REQUIRED WORK:
Each entry must be returned exactly. None may be omitted.

(Beginning of SUPPLIED RECORDS)

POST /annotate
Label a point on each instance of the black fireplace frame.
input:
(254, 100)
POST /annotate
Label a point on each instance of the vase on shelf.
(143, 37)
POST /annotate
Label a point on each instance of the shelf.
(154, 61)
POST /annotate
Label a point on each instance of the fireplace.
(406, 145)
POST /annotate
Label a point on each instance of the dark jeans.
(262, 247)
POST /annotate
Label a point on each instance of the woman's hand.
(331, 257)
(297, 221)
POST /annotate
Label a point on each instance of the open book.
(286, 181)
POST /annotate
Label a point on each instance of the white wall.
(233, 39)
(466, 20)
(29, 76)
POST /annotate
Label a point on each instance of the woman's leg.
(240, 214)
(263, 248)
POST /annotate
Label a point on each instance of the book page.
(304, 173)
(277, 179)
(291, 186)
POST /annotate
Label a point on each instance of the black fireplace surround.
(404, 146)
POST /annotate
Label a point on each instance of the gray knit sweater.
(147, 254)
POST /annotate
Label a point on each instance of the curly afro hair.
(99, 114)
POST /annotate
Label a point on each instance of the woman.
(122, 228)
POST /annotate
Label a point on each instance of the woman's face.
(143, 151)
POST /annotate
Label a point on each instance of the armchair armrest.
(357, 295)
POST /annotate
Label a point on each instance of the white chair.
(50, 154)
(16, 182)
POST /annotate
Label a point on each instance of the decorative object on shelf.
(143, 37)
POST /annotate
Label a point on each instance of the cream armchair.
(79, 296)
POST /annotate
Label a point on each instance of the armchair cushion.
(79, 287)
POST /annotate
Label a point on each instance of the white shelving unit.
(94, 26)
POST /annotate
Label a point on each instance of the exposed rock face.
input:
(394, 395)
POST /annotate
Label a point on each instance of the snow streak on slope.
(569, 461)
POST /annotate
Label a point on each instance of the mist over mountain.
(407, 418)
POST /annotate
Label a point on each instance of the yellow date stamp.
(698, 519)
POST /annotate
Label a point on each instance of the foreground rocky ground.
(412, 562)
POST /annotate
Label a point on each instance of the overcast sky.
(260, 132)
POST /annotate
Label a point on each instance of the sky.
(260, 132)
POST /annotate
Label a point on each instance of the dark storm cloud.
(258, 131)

(End of SUPPLIED RECORDS)

TASK SOLUTION:
POST /annotate
Label a point on each instance of the black fireplace frame.
input:
(254, 100)
POST /annotate
Label a point on each instance of the vase on shelf.
(143, 37)
POST /annotate
Label a point on each instance of the shelf.
(154, 61)
POST /annotate
Label a point on each instance of the fireplace.
(406, 145)
POST /annotate
Label a point on each instance of the dark jeans.
(262, 247)
POST /annotate
Label a point on each instance of the woman's hand.
(331, 257)
(297, 221)
POST /annotate
Label a point on each instance of the open book.
(286, 181)
POST /annotate
Label a point on each instance of the white wall.
(233, 39)
(466, 20)
(29, 76)
POST /annotate
Label a point on each instance of the woman's leg.
(240, 214)
(263, 248)
POST /annotate
Label a point on each instance of the book page.
(304, 173)
(277, 179)
(291, 186)
POST /annotate
Label a point on each instance of the black fireplace surround.
(404, 146)
POST /annotate
Label a point on each instance of the gray knit sweater.
(147, 254)
POST /annotate
Label a point on each instance of the curly afro hair.
(99, 114)
POST /annotate
Label a point on each instance of the woman.
(122, 228)
POST /annotate
Label a point on each instance of the woman's face.
(143, 151)
POST /annotate
Label a point on each instance of the armchair armrest.
(357, 295)
POST /annotate
Label a point on each instance of the white chair.
(50, 154)
(16, 182)
POST /annotate
Label a point on each instance of the decorative object on shelf.
(143, 37)
POST /annotate
Label a point on each instance of the cream armchair.
(79, 296)
POST /annotate
Label a point on each instance of the armchair cushion.
(79, 287)
POST /annotate
Label a point on each instance of the white shelving unit.
(94, 26)
POST /annotate
Label a point on each instance of the exposed rock face.
input:
(394, 395)
POST /annotate
Label a point on each instance of the snow streak on slope.
(569, 461)
POST /annotate
Label a point on each instance of the mist over mountain.
(407, 418)
POST /annotate
Label a point on each instance of the yellow date stamp.
(698, 519)
POST /annotate
Label a point on each instance of the foreground rocky ground.
(412, 562)
POST /annotate
Label a point on each instance of the overcast sky.
(260, 132)
POST /annotate
Label a point on each instance of the sky.
(260, 132)
POST /annotate
Label a point on each instance of the dark storm cloud.
(258, 131)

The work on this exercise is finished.